#### ABOUT THIS EXERCISE:
Please enter each line of the records below into a Markdown table with two columns, Row and Line, numbering the rows and leaving out any blank lines.

Segmentation mask data

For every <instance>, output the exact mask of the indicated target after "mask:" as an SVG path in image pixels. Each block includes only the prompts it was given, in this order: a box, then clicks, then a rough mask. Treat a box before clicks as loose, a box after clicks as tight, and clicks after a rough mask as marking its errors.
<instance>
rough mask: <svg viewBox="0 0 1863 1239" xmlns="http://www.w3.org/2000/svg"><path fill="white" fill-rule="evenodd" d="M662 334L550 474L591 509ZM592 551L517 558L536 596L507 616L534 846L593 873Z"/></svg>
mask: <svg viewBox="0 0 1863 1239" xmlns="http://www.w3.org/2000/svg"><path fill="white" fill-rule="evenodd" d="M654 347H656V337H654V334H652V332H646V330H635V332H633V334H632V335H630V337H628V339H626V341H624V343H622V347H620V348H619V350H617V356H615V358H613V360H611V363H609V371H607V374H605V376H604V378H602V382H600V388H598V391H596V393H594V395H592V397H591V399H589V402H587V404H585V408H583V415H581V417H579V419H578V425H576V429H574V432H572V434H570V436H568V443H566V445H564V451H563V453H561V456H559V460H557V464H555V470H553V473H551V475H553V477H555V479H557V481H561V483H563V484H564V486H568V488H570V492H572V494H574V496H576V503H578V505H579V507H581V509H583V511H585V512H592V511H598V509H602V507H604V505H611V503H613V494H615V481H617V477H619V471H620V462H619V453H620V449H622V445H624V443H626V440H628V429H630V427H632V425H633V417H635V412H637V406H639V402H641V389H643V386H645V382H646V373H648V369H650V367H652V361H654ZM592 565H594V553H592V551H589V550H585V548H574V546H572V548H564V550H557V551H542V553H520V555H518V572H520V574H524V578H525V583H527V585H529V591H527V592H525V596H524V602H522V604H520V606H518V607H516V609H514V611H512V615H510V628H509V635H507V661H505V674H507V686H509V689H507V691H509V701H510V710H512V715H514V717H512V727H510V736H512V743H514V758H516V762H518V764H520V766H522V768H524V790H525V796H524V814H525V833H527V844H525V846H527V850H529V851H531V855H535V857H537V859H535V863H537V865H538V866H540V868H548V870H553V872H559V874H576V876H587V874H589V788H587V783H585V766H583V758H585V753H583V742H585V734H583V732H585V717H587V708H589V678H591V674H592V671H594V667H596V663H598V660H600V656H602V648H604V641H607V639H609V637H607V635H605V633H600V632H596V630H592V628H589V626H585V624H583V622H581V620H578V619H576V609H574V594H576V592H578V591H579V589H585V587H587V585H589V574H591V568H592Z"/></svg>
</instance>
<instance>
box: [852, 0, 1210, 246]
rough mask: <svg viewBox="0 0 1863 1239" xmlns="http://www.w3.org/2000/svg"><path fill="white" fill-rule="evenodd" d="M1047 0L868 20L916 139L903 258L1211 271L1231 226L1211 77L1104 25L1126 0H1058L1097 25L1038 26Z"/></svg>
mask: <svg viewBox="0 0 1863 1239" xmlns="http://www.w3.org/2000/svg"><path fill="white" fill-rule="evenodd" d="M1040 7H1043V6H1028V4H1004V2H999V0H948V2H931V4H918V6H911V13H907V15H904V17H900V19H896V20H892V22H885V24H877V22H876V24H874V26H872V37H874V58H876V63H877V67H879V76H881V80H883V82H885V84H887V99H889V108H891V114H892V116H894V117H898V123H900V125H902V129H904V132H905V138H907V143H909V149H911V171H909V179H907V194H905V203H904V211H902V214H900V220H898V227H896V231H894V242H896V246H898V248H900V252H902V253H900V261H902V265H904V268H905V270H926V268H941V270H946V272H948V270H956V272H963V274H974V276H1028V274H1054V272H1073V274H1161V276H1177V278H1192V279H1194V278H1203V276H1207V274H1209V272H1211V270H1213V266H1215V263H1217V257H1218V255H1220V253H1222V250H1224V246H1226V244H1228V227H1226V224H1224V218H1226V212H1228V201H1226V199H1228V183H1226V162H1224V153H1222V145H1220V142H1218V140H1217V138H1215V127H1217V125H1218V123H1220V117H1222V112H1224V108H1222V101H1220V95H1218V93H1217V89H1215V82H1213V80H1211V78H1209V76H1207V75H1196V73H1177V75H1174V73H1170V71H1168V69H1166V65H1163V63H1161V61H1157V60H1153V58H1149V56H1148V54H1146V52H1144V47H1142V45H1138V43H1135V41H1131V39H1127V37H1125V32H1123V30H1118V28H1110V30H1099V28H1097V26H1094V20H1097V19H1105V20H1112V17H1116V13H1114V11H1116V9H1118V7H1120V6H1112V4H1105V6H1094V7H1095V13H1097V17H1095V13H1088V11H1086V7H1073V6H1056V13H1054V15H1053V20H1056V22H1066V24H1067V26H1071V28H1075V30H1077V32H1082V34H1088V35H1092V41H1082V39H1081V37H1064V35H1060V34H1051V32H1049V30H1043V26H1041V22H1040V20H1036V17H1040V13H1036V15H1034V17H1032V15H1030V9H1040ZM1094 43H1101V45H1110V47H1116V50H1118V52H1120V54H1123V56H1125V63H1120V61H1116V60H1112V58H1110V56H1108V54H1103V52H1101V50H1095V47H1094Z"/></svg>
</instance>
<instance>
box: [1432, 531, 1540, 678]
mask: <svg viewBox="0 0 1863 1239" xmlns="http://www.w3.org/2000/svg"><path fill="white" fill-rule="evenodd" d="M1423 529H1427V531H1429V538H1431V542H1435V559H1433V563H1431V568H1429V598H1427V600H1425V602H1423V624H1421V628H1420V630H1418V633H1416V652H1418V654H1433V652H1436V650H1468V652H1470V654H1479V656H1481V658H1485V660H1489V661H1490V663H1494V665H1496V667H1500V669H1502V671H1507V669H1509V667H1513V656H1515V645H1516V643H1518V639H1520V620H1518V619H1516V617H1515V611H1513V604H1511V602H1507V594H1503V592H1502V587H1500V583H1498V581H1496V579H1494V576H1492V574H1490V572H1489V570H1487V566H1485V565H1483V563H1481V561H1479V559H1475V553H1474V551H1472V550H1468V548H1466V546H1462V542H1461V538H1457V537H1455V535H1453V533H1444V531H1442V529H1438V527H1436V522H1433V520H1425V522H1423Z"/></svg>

#### SOLVED EXERCISE:
| Row | Line |
|---|---|
| 1 | For every <instance>, output the exact mask of the indicated target after "mask:" as an SVG path in image pixels. Each block includes only the prompts it was given, in this order: a box, then clicks, then a rough mask. Treat a box before clicks as loose, a box after clicks as tight, and clicks after a rough mask as marking its errors. |
| 2 | <instance> |
| 3 | rough mask: <svg viewBox="0 0 1863 1239" xmlns="http://www.w3.org/2000/svg"><path fill="white" fill-rule="evenodd" d="M662 334L550 474L591 509ZM592 551L517 558L536 596L507 616L534 846L593 873Z"/></svg> |
| 4 | mask: <svg viewBox="0 0 1863 1239" xmlns="http://www.w3.org/2000/svg"><path fill="white" fill-rule="evenodd" d="M654 347H656V337H654V334H652V332H646V330H635V332H633V334H632V335H630V337H628V339H626V341H624V343H622V347H620V348H619V350H617V356H615V358H613V360H611V363H609V371H607V374H605V376H604V378H602V382H600V388H598V391H596V393H594V395H592V397H591V399H589V402H587V404H585V408H583V415H581V417H579V419H578V425H576V429H574V432H572V434H570V436H568V443H566V445H564V451H563V453H561V456H559V460H557V464H555V470H553V473H551V475H553V477H555V479H557V481H561V483H563V484H564V486H568V488H570V492H572V494H574V496H576V503H578V505H579V507H581V509H583V511H585V512H592V511H598V509H602V507H604V505H611V503H613V494H615V481H617V477H619V471H620V462H619V453H620V449H622V445H624V443H626V440H628V429H630V427H632V425H633V417H635V412H637V406H639V402H641V389H643V386H645V382H646V373H648V369H650V367H652V361H654ZM592 565H594V553H592V551H589V550H585V548H574V546H572V548H564V550H557V551H542V553H520V555H518V572H520V574H524V578H525V583H527V585H529V591H527V592H525V596H524V602H522V604H520V606H518V607H516V609H514V611H512V615H510V628H509V635H507V661H505V674H507V686H509V689H507V691H509V701H510V710H512V715H514V717H512V727H510V736H512V743H514V758H516V762H518V764H520V766H522V768H524V790H525V796H524V814H525V833H527V844H525V846H527V850H529V851H531V855H535V857H537V859H535V863H537V865H538V866H540V868H548V870H553V872H559V874H576V876H587V874H589V788H587V783H585V766H583V758H585V753H583V742H585V734H583V732H585V717H587V708H589V678H591V674H592V671H594V667H596V663H598V660H600V656H602V648H604V641H607V639H609V637H607V635H605V633H600V632H596V630H592V628H589V626H585V624H583V622H581V620H578V619H576V609H574V594H576V592H578V591H579V589H585V587H587V585H589V574H591V568H592Z"/></svg> |
| 5 | </instance> |
| 6 | <instance> |
| 7 | box: [852, 0, 1210, 246] |
| 8 | rough mask: <svg viewBox="0 0 1863 1239" xmlns="http://www.w3.org/2000/svg"><path fill="white" fill-rule="evenodd" d="M1047 0L868 20L916 139L903 258L1211 271L1231 226L1211 77L1104 25L1126 0H1058L1097 25L1038 26Z"/></svg> |
| 9 | mask: <svg viewBox="0 0 1863 1239" xmlns="http://www.w3.org/2000/svg"><path fill="white" fill-rule="evenodd" d="M1040 7H1043V6H1028V4H1004V2H999V0H948V2H931V4H918V6H911V13H907V15H904V17H900V19H896V20H892V22H885V24H877V22H876V24H874V26H872V37H874V58H876V63H877V67H879V76H881V80H883V82H885V84H887V99H889V108H891V114H892V116H894V117H898V123H900V125H902V129H904V132H905V138H907V143H909V149H911V171H909V179H907V194H905V203H904V211H902V214H900V220H898V227H896V231H894V242H896V246H898V248H900V252H902V253H900V261H902V265H904V268H905V270H926V268H941V270H946V272H948V270H956V272H963V274H974V276H1028V274H1054V272H1073V274H1161V276H1177V278H1192V279H1194V278H1203V276H1207V274H1209V272H1211V270H1213V266H1215V263H1217V257H1218V255H1220V253H1222V250H1224V246H1226V244H1228V227H1226V224H1224V218H1226V212H1228V201H1226V199H1228V183H1226V162H1224V153H1222V145H1220V142H1218V140H1217V138H1215V127H1217V125H1218V123H1220V117H1222V112H1224V108H1222V101H1220V95H1218V93H1217V89H1215V82H1213V80H1211V78H1209V76H1207V75H1196V73H1177V75H1174V73H1170V71H1168V69H1166V65H1163V63H1161V61H1157V60H1153V58H1149V56H1148V54H1146V52H1144V47H1142V45H1138V43H1135V41H1131V39H1127V37H1125V32H1123V30H1118V28H1110V30H1099V28H1097V26H1094V20H1097V19H1105V20H1112V17H1116V13H1114V11H1116V9H1118V7H1120V6H1112V4H1105V6H1094V7H1095V13H1097V17H1095V13H1088V11H1086V7H1073V6H1056V13H1054V15H1053V20H1056V22H1066V24H1067V26H1071V28H1075V30H1077V32H1082V34H1088V35H1092V41H1082V39H1081V37H1064V35H1060V34H1051V32H1049V30H1043V26H1041V22H1040V20H1036V17H1040V13H1036V15H1034V17H1032V15H1030V9H1040ZM1094 43H1101V45H1110V47H1116V50H1118V52H1120V54H1123V56H1125V63H1120V61H1116V60H1112V58H1110V56H1108V54H1103V52H1101V50H1095V47H1094Z"/></svg> |
| 10 | </instance> |
| 11 | <instance> |
| 12 | box: [1432, 531, 1540, 678] |
| 13 | mask: <svg viewBox="0 0 1863 1239" xmlns="http://www.w3.org/2000/svg"><path fill="white" fill-rule="evenodd" d="M1423 529H1427V531H1429V538H1431V542H1435V559H1433V563H1431V568H1429V598H1427V600H1425V602H1423V624H1421V628H1420V630H1418V633H1416V652H1418V654H1433V652H1436V650H1468V652H1470V654H1479V656H1481V658H1485V660H1489V661H1490V663H1494V665H1496V667H1500V669H1502V671H1507V669H1509V667H1513V656H1515V645H1516V643H1518V639H1520V620H1518V619H1516V617H1515V611H1513V604H1511V602H1507V594H1503V592H1502V587H1500V583H1498V581H1496V579H1494V576H1492V574H1490V572H1489V570H1487V566H1485V565H1483V563H1481V561H1479V559H1475V553H1474V551H1472V550H1468V548H1466V546H1462V542H1461V538H1457V537H1455V535H1453V533H1444V531H1442V529H1438V527H1436V522H1433V520H1425V522H1423Z"/></svg> |